═════ TEXTE RETENU ═════

La
lentille gravitationnelle
D’après la relativité
générale, une distribution de masse dévie les rayons lumineux qui passent à
proximité. Dans le cas d’une étoile, les effets restent limités car la masse en
jeu est relativement faible. Mais les effets peuvent devenir importants et
visibles si la masse qui perturbe la lumière est très grande, par exemple dans
le cas d’une galaxie ou d’un amas de galaxies.
Les lentilles
gravitationnelles
Imaginons qu’une
galaxie proche et un quasar lointain
se trouvent par hasard alignés sur une même ligne de visée dans la même
direction du ciel. La lumière qui nous provient du quasar est alors fortement
déviée lors de son passage près de la galaxie. Ainsi, les rayons lumineux du
quasar qui passent légèrement au-dessus de la galaxie sont déviés vers le bas
et donnent lieu à une image du quasar décalée vers le haut. Par contre, les
rayons lumineux qui passent sous la galaxie sont déviés vers le haut et donnent
naissance à une image du quasar décalée vers le bas.

═════ INFORMATIONS AFFICHÉES ═════

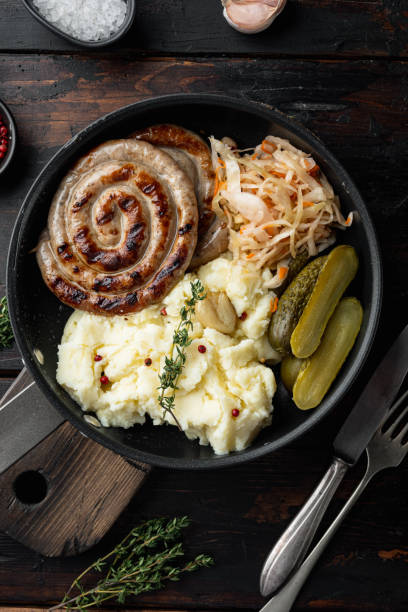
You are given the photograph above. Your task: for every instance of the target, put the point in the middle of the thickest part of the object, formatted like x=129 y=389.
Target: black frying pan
x=38 y=318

═════

• TRAVAIL DEMANDÉ:
• a. Veuillez relever, dans le texte sur la lentille gravitationnelle, tous les objets célestes qu'il nomme, dans l'ordre de leur première apparition.
• b. Les affirmations suivantes concordent-elles avec le texte sur la lentille gravitationnelle ? Répondez par oui ou non pour chacune et citez les mots décisifs du texte.
(i) Dans le cas d'une étoile, les effets de la déviation de la lumière restent limités.
(ii) Les rayons du quasar qui passent au-dessus de la galaxie produisent une image du quasar décalée vers le bas.
(iii) La galaxie et le quasar se trouvent alignés par hasard.
• c. Poursuivez le texte sur la lentille gravitationnelle à partir de sa dernière phrase.

• RÉSULTATS DANS L'ORDRE:
• a.
une étoile
une galaxie
un amas de galaxies
un quasar

• b.
(i) Oui : « Dans le cas d’une étoile, les effets restent limités »
(ii) Non : « sont déviés vers le bas et donnent lieu à une image du quasar décalée vers le haut »
(iii) Oui : « se trouvent par hasard alignés »

• c.
De cette façon,
la galaxie proche, en perturbant la propagation de la lumière du quasar, donne
naissance à plusieurs images de celui-ci. Le nombre total d’images est
déterminé par la forme de la galaxie et la précision de l’alignement. Parfois, lorsque
l’alignement entre les deux corps est parfait, l’image de l’objet lointain peut
prendre la forme d’un anneau lumineux entourant l’image de l’objet proche.
En plus de
multiplier les images du quasar, la galaxie va également concentrer ses rayons
lumineux et donc produire des images plus brillantes. Un effet qui est loin
d’être négligeable pour l’astronome qui essaye d’observer des corps très peu
lumineux.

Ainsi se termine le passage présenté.